# Start of Information shown

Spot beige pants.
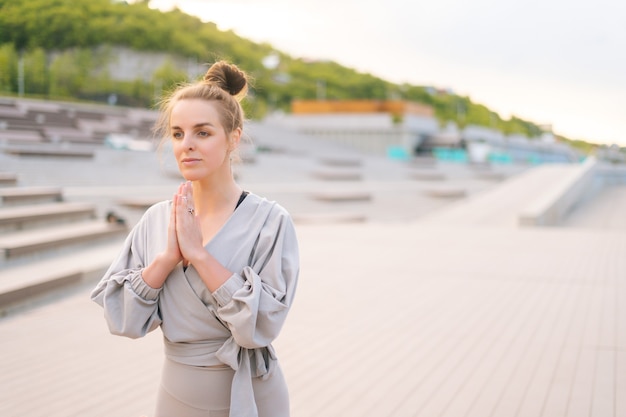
[155,358,289,417]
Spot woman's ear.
[229,127,241,152]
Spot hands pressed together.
[166,181,204,263]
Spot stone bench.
[292,213,367,224]
[0,187,63,206]
[312,168,362,181]
[0,220,127,265]
[2,145,95,158]
[311,191,372,203]
[518,157,598,226]
[0,129,43,143]
[424,187,467,198]
[116,197,164,210]
[319,156,362,167]
[0,172,17,186]
[0,242,121,308]
[0,203,95,232]
[409,170,446,181]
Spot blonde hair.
[154,61,248,145]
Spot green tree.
[24,48,48,95]
[0,43,18,93]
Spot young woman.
[91,62,299,417]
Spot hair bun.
[204,61,248,96]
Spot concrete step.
[0,220,128,266]
[0,172,17,187]
[0,187,63,206]
[0,202,96,233]
[0,241,121,316]
[2,144,95,158]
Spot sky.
[150,0,626,146]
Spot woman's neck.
[192,179,242,216]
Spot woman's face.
[170,99,241,181]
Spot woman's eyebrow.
[172,122,213,130]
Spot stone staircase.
[0,176,128,315]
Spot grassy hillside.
[0,0,580,143]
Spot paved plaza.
[0,119,626,417]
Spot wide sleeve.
[213,211,300,349]
[91,206,161,339]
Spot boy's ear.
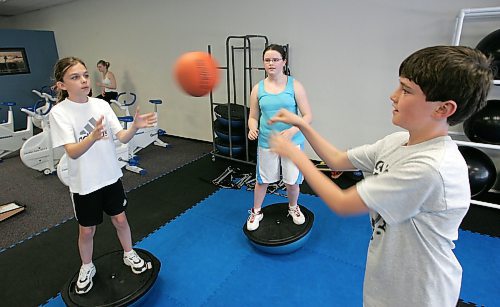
[434,100,457,118]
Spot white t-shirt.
[348,132,470,307]
[49,97,123,195]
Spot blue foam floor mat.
[47,189,500,306]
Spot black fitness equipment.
[476,29,500,80]
[243,203,314,254]
[464,100,500,145]
[61,248,161,306]
[458,146,497,197]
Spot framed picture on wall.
[0,48,30,76]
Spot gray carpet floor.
[0,136,213,250]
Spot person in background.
[246,44,312,231]
[96,60,118,103]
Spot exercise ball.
[476,29,500,80]
[464,100,500,145]
[458,146,497,196]
[174,51,219,97]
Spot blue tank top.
[257,76,304,148]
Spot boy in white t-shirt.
[270,46,493,307]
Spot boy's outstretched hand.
[133,107,158,129]
[269,109,304,127]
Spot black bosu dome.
[61,248,161,306]
[243,203,314,254]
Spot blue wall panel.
[0,29,59,130]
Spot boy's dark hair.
[399,46,493,126]
[54,57,87,102]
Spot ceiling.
[0,0,77,17]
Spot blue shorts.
[256,145,304,185]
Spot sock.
[82,261,94,270]
[123,249,134,257]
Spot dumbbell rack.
[449,7,500,209]
[208,35,269,164]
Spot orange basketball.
[174,51,219,97]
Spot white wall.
[0,0,500,158]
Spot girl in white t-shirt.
[50,57,156,294]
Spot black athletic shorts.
[71,179,127,227]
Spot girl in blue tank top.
[247,44,312,231]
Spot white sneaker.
[288,205,306,225]
[247,208,264,231]
[75,263,96,294]
[123,250,147,274]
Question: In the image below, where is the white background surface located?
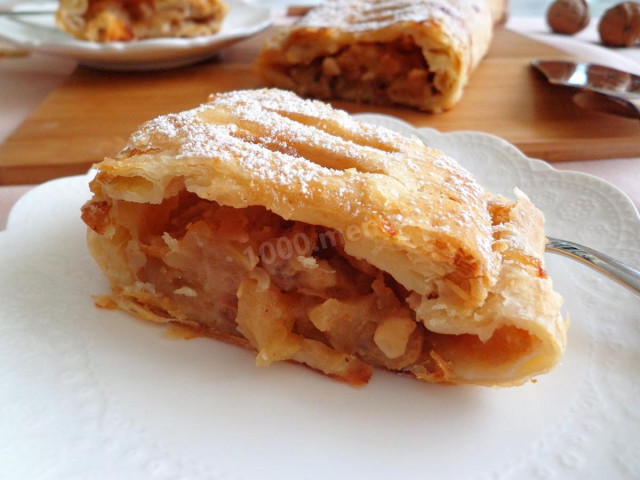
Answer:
[0,0,640,215]
[0,124,640,480]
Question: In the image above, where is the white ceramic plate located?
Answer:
[0,0,271,70]
[0,116,640,480]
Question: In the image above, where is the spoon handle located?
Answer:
[546,238,640,295]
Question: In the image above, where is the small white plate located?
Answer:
[0,0,272,70]
[0,115,640,480]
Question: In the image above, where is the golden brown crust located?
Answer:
[56,0,228,42]
[83,90,566,385]
[256,0,504,112]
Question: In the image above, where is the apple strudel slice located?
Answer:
[56,0,228,42]
[255,0,505,112]
[82,89,567,385]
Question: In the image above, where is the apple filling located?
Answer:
[287,37,440,106]
[83,191,537,385]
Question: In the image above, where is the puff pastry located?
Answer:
[82,89,566,385]
[56,0,228,42]
[255,0,505,112]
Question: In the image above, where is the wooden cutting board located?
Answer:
[0,29,640,185]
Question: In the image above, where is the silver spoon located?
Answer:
[546,237,640,295]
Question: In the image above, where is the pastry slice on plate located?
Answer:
[255,0,506,112]
[56,0,228,42]
[82,89,567,385]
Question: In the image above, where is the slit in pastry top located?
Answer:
[83,89,566,385]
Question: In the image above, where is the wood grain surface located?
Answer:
[0,29,640,184]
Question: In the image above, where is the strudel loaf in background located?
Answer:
[255,0,506,112]
[56,0,228,42]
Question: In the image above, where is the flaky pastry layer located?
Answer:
[255,0,505,112]
[83,90,566,385]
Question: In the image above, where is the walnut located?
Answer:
[598,2,640,47]
[547,0,591,35]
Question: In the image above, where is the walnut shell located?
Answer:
[598,2,640,47]
[547,0,591,35]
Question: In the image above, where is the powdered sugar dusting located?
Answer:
[121,89,500,272]
[298,0,478,32]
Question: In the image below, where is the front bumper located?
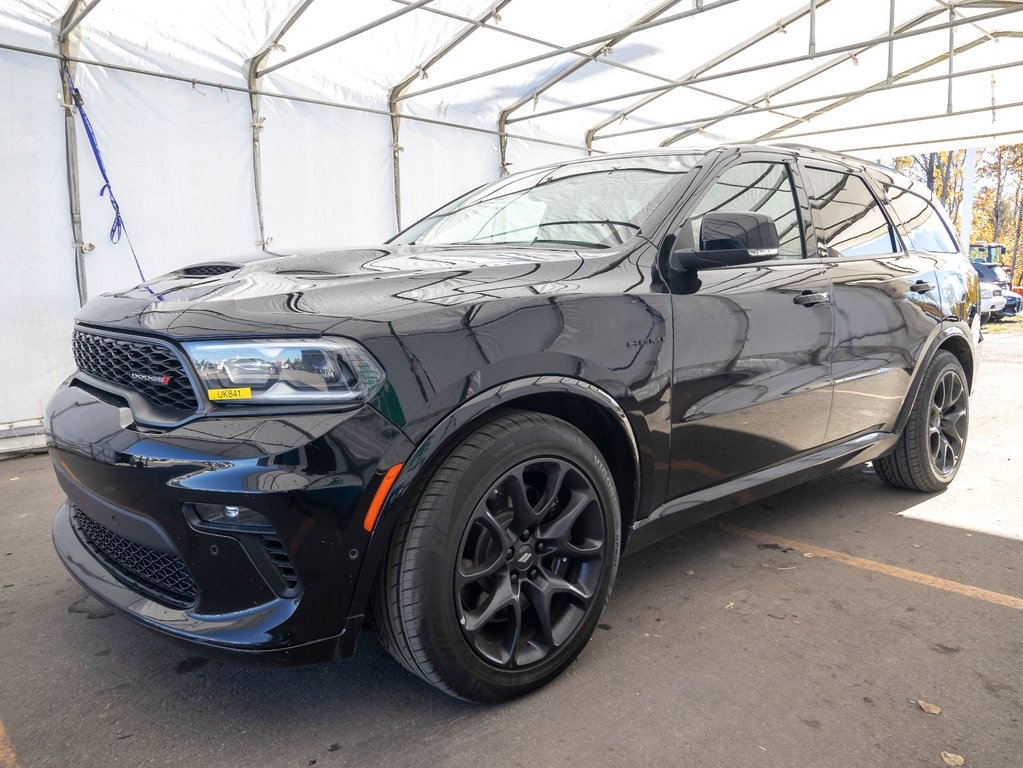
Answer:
[46,381,413,663]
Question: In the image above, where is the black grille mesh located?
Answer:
[72,330,198,411]
[71,504,196,606]
[181,264,237,277]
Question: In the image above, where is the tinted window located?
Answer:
[391,154,700,250]
[690,163,803,259]
[805,168,897,257]
[885,187,959,254]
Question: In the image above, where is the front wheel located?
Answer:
[874,350,970,492]
[374,412,621,702]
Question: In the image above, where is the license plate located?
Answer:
[206,387,253,400]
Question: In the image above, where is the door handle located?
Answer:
[792,290,831,307]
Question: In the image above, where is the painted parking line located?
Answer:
[0,720,18,768]
[712,523,1023,611]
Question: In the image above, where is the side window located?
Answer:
[688,163,805,259]
[885,187,959,254]
[803,168,898,257]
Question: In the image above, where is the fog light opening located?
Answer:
[185,503,272,531]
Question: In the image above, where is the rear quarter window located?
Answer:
[803,168,898,258]
[885,186,959,254]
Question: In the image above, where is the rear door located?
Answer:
[669,152,834,498]
[801,159,942,443]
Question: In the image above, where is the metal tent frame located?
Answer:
[0,0,1023,302]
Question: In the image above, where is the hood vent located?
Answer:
[178,264,240,277]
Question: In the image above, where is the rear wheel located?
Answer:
[375,412,621,702]
[874,350,970,492]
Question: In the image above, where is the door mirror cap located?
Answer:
[670,211,779,271]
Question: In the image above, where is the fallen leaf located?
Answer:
[917,698,941,715]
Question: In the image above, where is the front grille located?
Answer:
[261,536,299,590]
[181,264,238,277]
[71,504,197,607]
[72,330,198,411]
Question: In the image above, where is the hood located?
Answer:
[77,245,628,338]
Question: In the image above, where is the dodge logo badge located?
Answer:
[129,371,171,386]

# End of Information shown

• **Directions for this task**
Write out every line of the items above word for word, with the pictures left out.

• **Solution**
Spot beige pants.
[155,358,289,417]
Spot woman's ear.
[229,127,241,152]
Spot hands pressed together.
[166,181,204,263]
Spot stone bench.
[292,213,367,224]
[0,187,63,206]
[312,168,362,181]
[0,220,127,265]
[2,145,95,158]
[311,191,372,203]
[518,157,598,226]
[0,129,43,143]
[424,187,467,198]
[116,197,164,210]
[319,156,362,167]
[0,172,17,186]
[0,242,121,308]
[0,203,95,232]
[409,170,446,181]
Spot blonde hair.
[154,61,248,145]
Spot green tree.
[24,48,48,95]
[0,43,18,93]
Spot young woman.
[91,62,299,417]
Spot hair bun.
[204,61,248,96]
Spot concrete step.
[0,220,128,266]
[0,172,17,187]
[0,187,63,206]
[0,202,96,233]
[0,241,121,316]
[2,144,95,158]
Spot sky.
[150,0,626,146]
Spot woman's neck.
[192,179,242,216]
Spot woman's face.
[170,99,241,181]
Spot woman's eyebrow.
[172,122,213,130]
Spot stone staircase.
[0,176,128,315]
Spot grassy hillside.
[0,0,580,143]
Spot paved plaza.
[0,119,626,417]
Spot wide sleeve.
[213,211,300,349]
[91,206,161,339]
Spot boy's ear.
[434,100,457,118]
Spot white t-shirt.
[348,132,470,307]
[49,97,123,195]
Spot blue foam floor mat.
[47,189,500,306]
Spot black fitness equipment.
[476,29,500,80]
[243,203,314,254]
[464,100,500,145]
[61,248,161,306]
[458,146,497,197]
Spot framed picture on wall.
[0,48,30,76]
Spot gray carpet floor.
[0,136,213,250]
Spot person in background.
[246,44,312,231]
[96,60,118,103]
Spot exercise ball.
[476,29,500,80]
[464,100,500,145]
[458,146,497,196]
[174,51,219,97]
Spot blue tank top.
[257,76,304,148]
Spot boy in white t-shirt.
[270,46,493,307]
Spot boy's outstretched hand.
[133,107,158,129]
[269,109,304,127]
Spot black bosu dome.
[61,248,161,306]
[243,203,314,254]
Spot blue wall panel.
[0,29,59,130]
Spot boy's dark hair.
[399,46,493,126]
[54,57,87,102]
Spot ceiling.
[0,0,77,17]
Spot blue shorts.
[256,145,304,185]
Spot sock.
[82,261,94,270]
[123,249,134,257]
Spot dumbbell rack.
[449,7,500,209]
[208,35,269,164]
Spot orange basketball.
[174,51,219,97]
Spot white wall.
[0,0,500,158]
Spot girl in white t-shirt.
[50,57,156,294]
Spot black athletic shorts.
[71,179,127,227]
Spot girl in blue tank top.
[247,44,312,231]
Spot white sneaker.
[288,205,306,225]
[247,208,264,231]
[75,263,96,294]
[123,250,147,274]
Question: In the image below, where is the white background surface located?
Answer:
[0,0,640,215]
[0,124,640,480]
Question: In the image above, where is the white ceramic plate located?
Answer:
[0,0,271,70]
[0,116,640,480]
Question: In the image above, where is the spoon handle located?
Answer:
[546,238,640,295]
Question: In the image above, where is the small white plate located?
Answer:
[0,0,272,70]
[0,115,640,480]
Question: In the image above, where is the golden brown crust located?
Answer:
[56,0,228,42]
[83,90,566,385]
[256,0,504,112]
Question: In the image above, where is the apple strudel slice located?
Answer:
[56,0,228,42]
[255,0,505,112]
[82,89,567,385]
Question: In the image above, where is the apple filling located?
Answer:
[287,37,440,106]
[83,191,537,385]
Question: In the image above, where is the puff pastry located?
Answer:
[82,89,566,385]
[56,0,228,42]
[255,0,505,112]
Question: In the image above, where is the wooden cutting board located?
Answer:
[0,29,640,185]
Question: In the image above, where is the silver spoon located?
Answer:
[546,237,640,295]
Question: In the image above, where is the pastry slice on plate located?
Answer:
[255,0,506,112]
[56,0,228,42]
[82,89,567,385]
Question: In the image above, where is the slit in pastry top located?
Answer:
[83,89,566,385]
Question: In the image above, where is the wood grain surface located?
Answer:
[0,29,640,184]
Question: In the image above, where is the strudel loaf in background located?
Answer:
[255,0,506,112]
[56,0,228,42]
Question: In the image above, where is the flaky pastry layer located?
Answer:
[255,0,505,112]
[83,90,566,385]
Question: In the image above, where is the walnut located?
Answer:
[598,2,640,47]
[547,0,591,35]
Question: In the image above, where is the walnut shell located?
Answer:
[598,2,640,47]
[547,0,591,35]
Question: In the image above, where is the powdered sugar dusting located?
Answer:
[121,89,500,272]
[298,0,478,32]
Question: In the image below, where is the front bumper located?
Answer:
[46,381,413,663]
Question: In the image above, where is the black grille mesh located?
Answer:
[72,330,198,411]
[71,504,196,606]
[181,264,237,277]
Question: In the image above, where is the tinted window located?
Answer:
[391,154,700,250]
[690,163,803,259]
[805,168,897,257]
[885,187,959,254]
Question: In the image above, where is the front wheel located?
Answer:
[874,350,970,492]
[374,412,621,702]
Question: In the image above, where is the license plate located?
Answer:
[206,387,253,400]
Question: In the image above, where is the door handle located?
Answer:
[792,290,831,307]
Question: In the image above, where is the painted parking line located?
Answer:
[0,720,18,768]
[712,523,1023,611]
Question: In the image above, where is the side window located?
Answer:
[688,163,805,259]
[885,187,959,254]
[803,168,898,257]
Question: In the image above, where is the fog light opening located?
Answer:
[185,503,272,531]
Question: In the image above, where is the rear quarter window located?
Answer:
[803,168,898,258]
[885,186,959,254]
Question: In the image above, where is the rear door located?
Answer:
[669,152,834,498]
[801,159,942,443]
Question: In the image above, where is the metal tent frame located?
Answer:
[0,0,1023,302]
Question: In the image above, where is the hood vent located?
Answer:
[178,264,240,277]
Question: In the image above, where is the rear wheel located?
Answer:
[375,412,621,702]
[874,350,970,492]
Question: In the image above, where is the door mirror cap located?
Answer:
[670,211,779,271]
Question: In the image above, where is the fallen leaf located?
Answer:
[917,698,941,715]
Question: In the image above, where is the front grille located?
Answer:
[261,536,299,590]
[181,264,238,277]
[71,504,197,607]
[72,330,198,411]
Question: In the image above, where is the hood located?
Answer:
[77,245,628,338]
Question: In the image above, where is the dodge logo badge located?
Answer:
[129,371,171,386]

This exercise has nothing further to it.